--- TEXT ---

Gewerkschafter gegen Rentenreform!


Lebhaft ging es zu und energisch, manchmal auch laut, als die SPD-Landesgruppe Bayern am 10. Januar Gewerkschafter und Betriebsräte ins Münchner Gewerkschaftshaus einlud, um mit ihnen über die Rentenreform und die Reform des Betriebsverfassungsgesetzes zu diskutieren. "Wir hatten nur elf Anmeldungen", sagte ein DGB-Funktionär, "und jetzt das!" Das waren rund 250 Kolleginnen und Kollegen, von denen sich nicht wenige schon weit vor Beginn der Veranstaltung vor dem Münchner Gewerkschaftshaus versammelt hatten, um gegen die Rentenreform zu protestieren.Auf Plakaten erinnerten sie die SPD an ihre Wahlversprechen von 1998:

"Die Kürzung des Rentenniveaus würde viele Renterinnen und Rentner zu Sozialhilfeempfängern machen."

"So darf man mit Menschen, die ein Leben lang gearbeitet haben, nicht umgehen."

"Die SPD-geführte Bundesregierung wird die unsoziale Rentenpolitik unmittelbar nach der Bundestagswahl korrigieren."

So hieß es im SPD-Wahlprogramm. Die Kolleginnen und Kollegen stellten auf ihren Plakaten die Fakten der Reform entgegen:

"¡BASTAnte! (Genug!) Keine Stimme für diese Reform!" war also ihre Forderung, und nach dem Protest vor dem Haus zogen sie mit Tafeln und Transparent in den Saal ein, um diesen entsprechend zu schmücken.

Besonders bei den anwesenden Seniorenvertretern von HBV und ÖTV war der Ärger groß. Er ebbte auch nicht ab, als Fritz Schösser, MdB und Landesbezirksvorsitzender des DGB Bayern, versuchte die Reform schön zu rechnen und die Kolleginnen und Kollegen davon zu überzeugen, dass doch alles gut wäre. Die Kollegen merkten sehr schnell, daß es ein Unterschied ist, ob man von Parität spricht oder von "größtmöglicher Parität" bzw. "Parität auf höchstem Niveau", wie dies Kollege Schösser tat. Parität heißt halbe/halbe und halbe/halbe ist halt nicht angesagt, wenn die Arbeitnehmer in Zukunft 15 % der Beiträge einschließlich der privaten Vorsorge zahlen sollen und die Unternehmer nur 11 %.

--- DATENAUSZÜGE ---

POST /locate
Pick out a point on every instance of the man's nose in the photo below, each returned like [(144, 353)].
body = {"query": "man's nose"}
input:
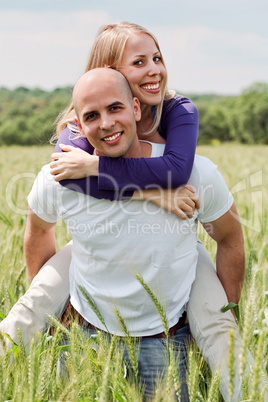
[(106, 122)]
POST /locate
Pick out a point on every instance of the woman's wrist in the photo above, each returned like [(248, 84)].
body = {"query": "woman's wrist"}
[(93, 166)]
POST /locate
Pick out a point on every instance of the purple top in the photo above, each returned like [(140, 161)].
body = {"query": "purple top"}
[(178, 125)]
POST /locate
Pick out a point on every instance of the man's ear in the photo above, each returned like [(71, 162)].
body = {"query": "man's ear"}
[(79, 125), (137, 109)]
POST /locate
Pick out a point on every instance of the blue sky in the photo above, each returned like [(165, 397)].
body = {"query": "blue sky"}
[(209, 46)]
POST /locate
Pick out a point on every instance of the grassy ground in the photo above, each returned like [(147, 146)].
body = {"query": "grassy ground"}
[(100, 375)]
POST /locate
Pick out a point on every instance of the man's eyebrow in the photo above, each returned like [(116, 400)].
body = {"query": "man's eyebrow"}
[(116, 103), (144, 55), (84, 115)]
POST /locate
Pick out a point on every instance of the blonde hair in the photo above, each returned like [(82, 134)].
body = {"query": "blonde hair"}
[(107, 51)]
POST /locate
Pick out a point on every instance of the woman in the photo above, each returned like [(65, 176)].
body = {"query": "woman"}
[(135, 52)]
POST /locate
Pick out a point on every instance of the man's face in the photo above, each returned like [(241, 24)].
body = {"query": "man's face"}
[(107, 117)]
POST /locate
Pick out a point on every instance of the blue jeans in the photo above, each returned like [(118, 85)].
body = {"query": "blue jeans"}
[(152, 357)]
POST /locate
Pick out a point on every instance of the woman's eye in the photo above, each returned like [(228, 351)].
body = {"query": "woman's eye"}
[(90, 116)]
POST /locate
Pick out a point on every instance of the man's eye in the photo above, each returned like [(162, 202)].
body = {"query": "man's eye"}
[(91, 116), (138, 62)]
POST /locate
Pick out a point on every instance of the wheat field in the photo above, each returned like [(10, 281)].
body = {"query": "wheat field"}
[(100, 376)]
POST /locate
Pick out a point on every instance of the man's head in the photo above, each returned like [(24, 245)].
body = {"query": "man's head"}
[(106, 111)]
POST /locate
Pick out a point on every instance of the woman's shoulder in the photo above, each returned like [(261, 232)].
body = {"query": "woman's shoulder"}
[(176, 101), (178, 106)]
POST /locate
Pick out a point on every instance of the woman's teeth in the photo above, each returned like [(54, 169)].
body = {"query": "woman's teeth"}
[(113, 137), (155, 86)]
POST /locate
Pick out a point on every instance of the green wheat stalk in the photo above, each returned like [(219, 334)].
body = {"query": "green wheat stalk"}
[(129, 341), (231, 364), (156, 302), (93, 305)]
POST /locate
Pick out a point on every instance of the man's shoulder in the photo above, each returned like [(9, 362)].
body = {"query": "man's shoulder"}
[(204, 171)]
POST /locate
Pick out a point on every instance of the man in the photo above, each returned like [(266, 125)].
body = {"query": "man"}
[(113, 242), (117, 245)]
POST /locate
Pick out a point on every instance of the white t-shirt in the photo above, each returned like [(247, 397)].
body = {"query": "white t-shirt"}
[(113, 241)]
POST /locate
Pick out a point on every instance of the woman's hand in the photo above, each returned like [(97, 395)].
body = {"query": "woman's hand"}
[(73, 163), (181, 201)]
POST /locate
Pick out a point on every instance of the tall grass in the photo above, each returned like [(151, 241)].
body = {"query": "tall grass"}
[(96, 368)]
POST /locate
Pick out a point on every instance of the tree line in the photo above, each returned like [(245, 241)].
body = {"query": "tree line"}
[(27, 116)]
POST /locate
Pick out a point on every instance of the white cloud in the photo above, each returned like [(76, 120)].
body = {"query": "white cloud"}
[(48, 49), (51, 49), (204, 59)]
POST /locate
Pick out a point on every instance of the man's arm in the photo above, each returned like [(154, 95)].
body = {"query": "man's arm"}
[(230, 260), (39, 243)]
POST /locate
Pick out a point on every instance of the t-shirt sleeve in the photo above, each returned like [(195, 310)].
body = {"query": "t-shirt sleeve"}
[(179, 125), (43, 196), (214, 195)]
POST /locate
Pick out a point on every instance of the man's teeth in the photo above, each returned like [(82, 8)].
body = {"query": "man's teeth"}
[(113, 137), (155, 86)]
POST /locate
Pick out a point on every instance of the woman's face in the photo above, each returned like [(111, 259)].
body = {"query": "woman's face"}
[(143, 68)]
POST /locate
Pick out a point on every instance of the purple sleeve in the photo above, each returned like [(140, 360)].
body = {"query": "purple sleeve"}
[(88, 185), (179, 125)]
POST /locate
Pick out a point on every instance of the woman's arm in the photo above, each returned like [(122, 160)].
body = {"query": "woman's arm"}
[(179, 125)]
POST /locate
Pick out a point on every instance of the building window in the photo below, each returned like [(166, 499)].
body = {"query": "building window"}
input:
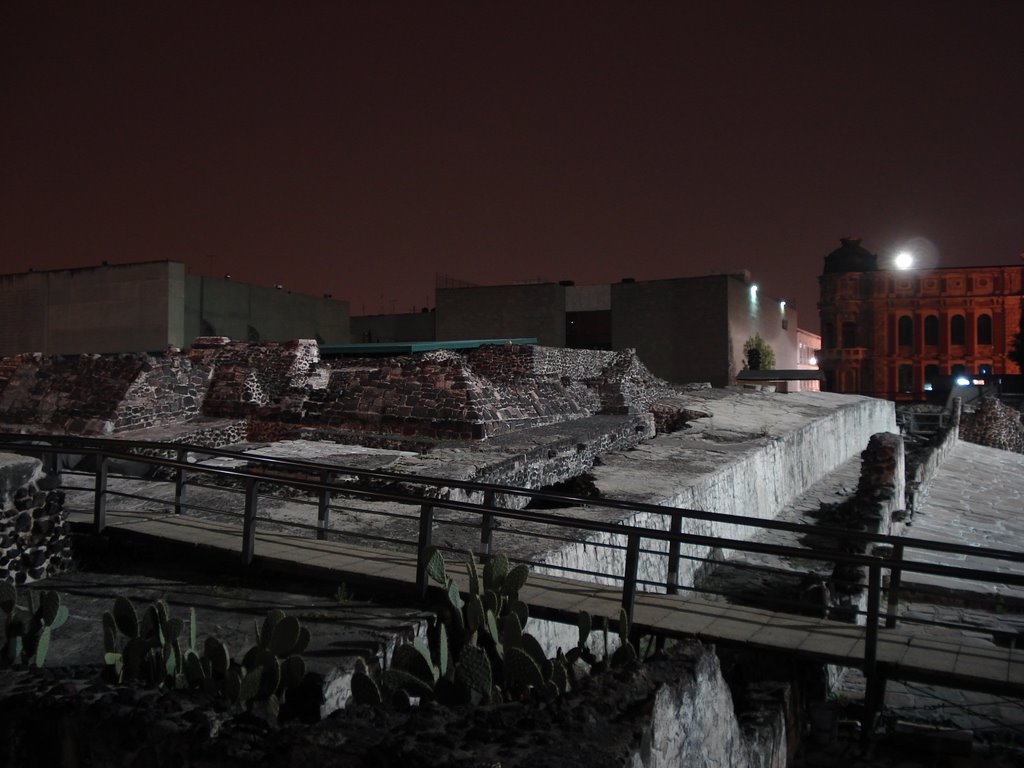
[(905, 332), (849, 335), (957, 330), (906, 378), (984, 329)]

---
--- DATENAUSZÜGE ---

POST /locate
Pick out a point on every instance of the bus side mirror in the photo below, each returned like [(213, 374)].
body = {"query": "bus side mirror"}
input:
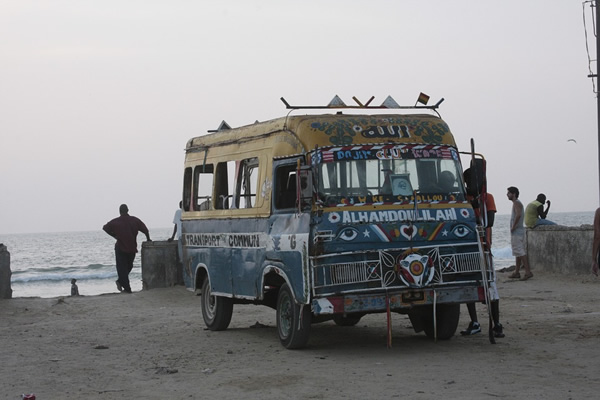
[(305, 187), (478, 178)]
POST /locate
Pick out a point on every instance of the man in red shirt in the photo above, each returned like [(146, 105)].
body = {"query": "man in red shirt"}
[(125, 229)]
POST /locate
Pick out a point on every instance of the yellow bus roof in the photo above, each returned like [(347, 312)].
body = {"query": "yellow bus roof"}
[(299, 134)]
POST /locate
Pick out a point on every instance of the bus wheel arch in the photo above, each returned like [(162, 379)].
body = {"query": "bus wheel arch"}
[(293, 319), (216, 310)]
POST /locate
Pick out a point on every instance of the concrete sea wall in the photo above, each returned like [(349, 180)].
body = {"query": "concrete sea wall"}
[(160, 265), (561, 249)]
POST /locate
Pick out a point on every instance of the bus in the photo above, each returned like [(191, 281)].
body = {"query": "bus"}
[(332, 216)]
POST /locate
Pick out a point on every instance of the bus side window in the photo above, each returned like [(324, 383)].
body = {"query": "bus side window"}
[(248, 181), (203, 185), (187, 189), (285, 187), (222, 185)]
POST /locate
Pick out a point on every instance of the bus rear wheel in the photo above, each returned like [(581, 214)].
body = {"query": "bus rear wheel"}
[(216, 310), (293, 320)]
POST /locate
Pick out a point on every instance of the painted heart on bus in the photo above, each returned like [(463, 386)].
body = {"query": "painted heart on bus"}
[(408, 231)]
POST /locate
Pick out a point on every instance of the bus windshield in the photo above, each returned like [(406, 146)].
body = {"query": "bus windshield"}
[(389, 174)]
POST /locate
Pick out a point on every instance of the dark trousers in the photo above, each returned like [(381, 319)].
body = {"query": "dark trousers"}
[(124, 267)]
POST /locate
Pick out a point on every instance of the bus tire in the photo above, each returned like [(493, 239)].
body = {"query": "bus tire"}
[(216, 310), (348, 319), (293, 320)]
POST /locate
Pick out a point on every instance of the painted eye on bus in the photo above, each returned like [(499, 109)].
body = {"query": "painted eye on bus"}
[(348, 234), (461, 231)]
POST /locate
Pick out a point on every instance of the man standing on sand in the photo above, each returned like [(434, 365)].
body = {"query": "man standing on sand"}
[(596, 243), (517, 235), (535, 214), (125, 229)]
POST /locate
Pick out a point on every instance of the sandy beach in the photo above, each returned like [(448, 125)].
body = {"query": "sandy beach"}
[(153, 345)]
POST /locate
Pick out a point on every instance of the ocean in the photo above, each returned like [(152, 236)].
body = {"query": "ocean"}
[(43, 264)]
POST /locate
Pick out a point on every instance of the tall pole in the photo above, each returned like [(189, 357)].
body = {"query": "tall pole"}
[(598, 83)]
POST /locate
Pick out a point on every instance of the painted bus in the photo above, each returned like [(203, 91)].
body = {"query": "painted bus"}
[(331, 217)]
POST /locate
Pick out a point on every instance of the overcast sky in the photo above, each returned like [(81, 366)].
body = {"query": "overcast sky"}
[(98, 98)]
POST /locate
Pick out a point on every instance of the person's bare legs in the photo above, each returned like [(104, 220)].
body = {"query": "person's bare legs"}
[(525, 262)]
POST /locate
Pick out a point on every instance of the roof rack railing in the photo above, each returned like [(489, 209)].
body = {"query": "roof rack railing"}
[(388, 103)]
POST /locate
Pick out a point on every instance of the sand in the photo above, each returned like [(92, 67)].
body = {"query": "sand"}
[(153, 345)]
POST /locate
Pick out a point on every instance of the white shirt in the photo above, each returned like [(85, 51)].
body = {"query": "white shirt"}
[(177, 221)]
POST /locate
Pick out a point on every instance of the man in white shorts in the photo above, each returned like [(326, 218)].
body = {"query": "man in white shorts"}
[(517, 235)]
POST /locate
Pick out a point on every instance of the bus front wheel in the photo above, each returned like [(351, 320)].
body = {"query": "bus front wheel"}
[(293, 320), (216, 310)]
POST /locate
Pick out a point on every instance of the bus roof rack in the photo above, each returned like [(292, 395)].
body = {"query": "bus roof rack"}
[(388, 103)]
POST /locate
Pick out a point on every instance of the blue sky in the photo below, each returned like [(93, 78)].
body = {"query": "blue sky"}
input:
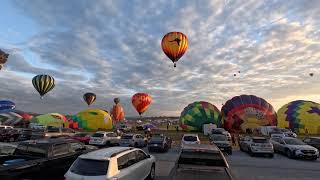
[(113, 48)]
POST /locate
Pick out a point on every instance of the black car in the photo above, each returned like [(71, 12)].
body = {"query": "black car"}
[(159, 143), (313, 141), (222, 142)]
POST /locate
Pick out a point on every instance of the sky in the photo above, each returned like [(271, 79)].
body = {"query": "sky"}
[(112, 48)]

---

**AUFGABE**
Wie lautet der Text über den Protest gegen die Rentenreform von „Besonders bei den“ bis einschließlich „Unternehmer nur 11 %.“? Gib diesen Abschnitt wortgetreu aus.

**ERGEBNIS**
Besonders bei den anwesenden Seniorenvertretern von HBV und ÖTV war der Ärger groß. Er ebbte auch nicht ab, als Fritz Schösser, MdB und Landesbezirksvorsitzender des DGB Bayern, versuchte die Reform schön zu rechnen und die Kolleginnen und Kollegen davon zu überzeugen, dass doch alles gut wäre. Die Kollegen merkten sehr schnell, daß es ein Unterschied ist, ob man von Parität spricht oder von "größtmöglicher Parität" bzw. "Parität auf höchstem Niveau", wie dies Kollege Schösser tat. Parität heißt halbe/halbe und halbe/halbe ist halt nicht angesagt, wenn die Arbeitnehmer in Zukunft 15 % der Beiträge einschließlich der privaten Vorsorge zahlen sollen und die Unternehmer nur 11 %.